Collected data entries
□ □ □ □ □
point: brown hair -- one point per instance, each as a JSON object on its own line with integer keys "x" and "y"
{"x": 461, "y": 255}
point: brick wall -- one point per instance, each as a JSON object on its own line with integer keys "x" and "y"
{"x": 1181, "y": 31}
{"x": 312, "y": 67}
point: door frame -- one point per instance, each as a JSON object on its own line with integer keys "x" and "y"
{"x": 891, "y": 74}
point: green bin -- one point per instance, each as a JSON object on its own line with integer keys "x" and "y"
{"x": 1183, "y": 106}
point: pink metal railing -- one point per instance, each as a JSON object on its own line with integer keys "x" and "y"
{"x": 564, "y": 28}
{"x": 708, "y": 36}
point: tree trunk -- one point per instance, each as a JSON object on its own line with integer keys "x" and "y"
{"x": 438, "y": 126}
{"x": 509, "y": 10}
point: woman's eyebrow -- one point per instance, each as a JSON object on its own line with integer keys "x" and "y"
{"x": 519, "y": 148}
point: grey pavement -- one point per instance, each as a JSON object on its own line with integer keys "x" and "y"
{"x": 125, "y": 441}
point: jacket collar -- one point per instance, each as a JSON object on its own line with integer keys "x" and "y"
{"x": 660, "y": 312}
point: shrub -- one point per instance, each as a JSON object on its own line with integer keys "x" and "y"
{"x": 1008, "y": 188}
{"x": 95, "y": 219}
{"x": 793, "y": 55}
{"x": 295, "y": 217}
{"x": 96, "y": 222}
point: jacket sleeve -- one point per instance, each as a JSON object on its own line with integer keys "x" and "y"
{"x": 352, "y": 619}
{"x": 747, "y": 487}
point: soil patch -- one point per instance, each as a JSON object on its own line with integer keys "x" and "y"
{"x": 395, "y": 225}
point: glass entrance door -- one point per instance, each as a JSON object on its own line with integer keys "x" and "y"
□ □ □ □ □
◆ **Written request**:
Every record should be repeated exactly; please leave none out.

◆ **Result for this task**:
point: brown hair -- one point per instance, each as a JSON object on its own line with integer keys "x" and "y"
{"x": 461, "y": 255}
point: brick wall -- one point per instance, each as a JSON object on its own line with integer keys "x" and "y"
{"x": 1181, "y": 31}
{"x": 312, "y": 67}
point: door frame -- one point per instance, each as a JSON object on its own line with integer keys "x" and "y"
{"x": 891, "y": 74}
point: green bin -- one point per instance, each as a JSON object on its own line with integer keys "x" and "y"
{"x": 1183, "y": 106}
point: pink metal railing -- one point per instance, each as a JSON object on its own line with integer keys "x" and "y"
{"x": 564, "y": 28}
{"x": 708, "y": 36}
point: tree trunk -- one point per instance, each as a JSON object on its own line with integer keys "x" and "y"
{"x": 438, "y": 126}
{"x": 509, "y": 10}
point: woman's eyebrow -- one point per instance, each as a JSON object on its own line with integer keys "x" and "y"
{"x": 519, "y": 148}
point: grey pavement -- one point per instance, each as a JSON object on its own line with integer keys "x" and "y"
{"x": 125, "y": 441}
point: jacket collar -- one point per instance, each as a JSON object on its own line with integer keys "x" and "y"
{"x": 660, "y": 312}
point: shrub -- one point per instance, each as a JSON object on its own line with integer keys "x" and "y"
{"x": 1008, "y": 188}
{"x": 95, "y": 219}
{"x": 793, "y": 55}
{"x": 295, "y": 217}
{"x": 96, "y": 222}
point: jacket sleeve -- one point per instance, each as a JSON object on its own line with integer keys "x" and "y"
{"x": 352, "y": 619}
{"x": 747, "y": 487}
point: soil patch -- one point per instance, each as a JSON object on its own line with integer keys "x" and "y"
{"x": 395, "y": 225}
point: glass entrance door -- one point per instance, each as a JSON object on its own line with integer keys "x" and "y"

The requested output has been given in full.